• [TASK TO CARRY OUT]:
Please give the records below back in full, exactly as shown.

• [RECORDS FOR PROCESSING]:
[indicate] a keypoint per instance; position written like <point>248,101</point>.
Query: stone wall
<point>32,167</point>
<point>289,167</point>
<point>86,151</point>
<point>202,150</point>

• [SOLVED EXERCISE]:
[indicate] a keypoint per instance; position written like <point>248,101</point>.
Query: stone wall
<point>32,167</point>
<point>289,167</point>
<point>86,151</point>
<point>202,150</point>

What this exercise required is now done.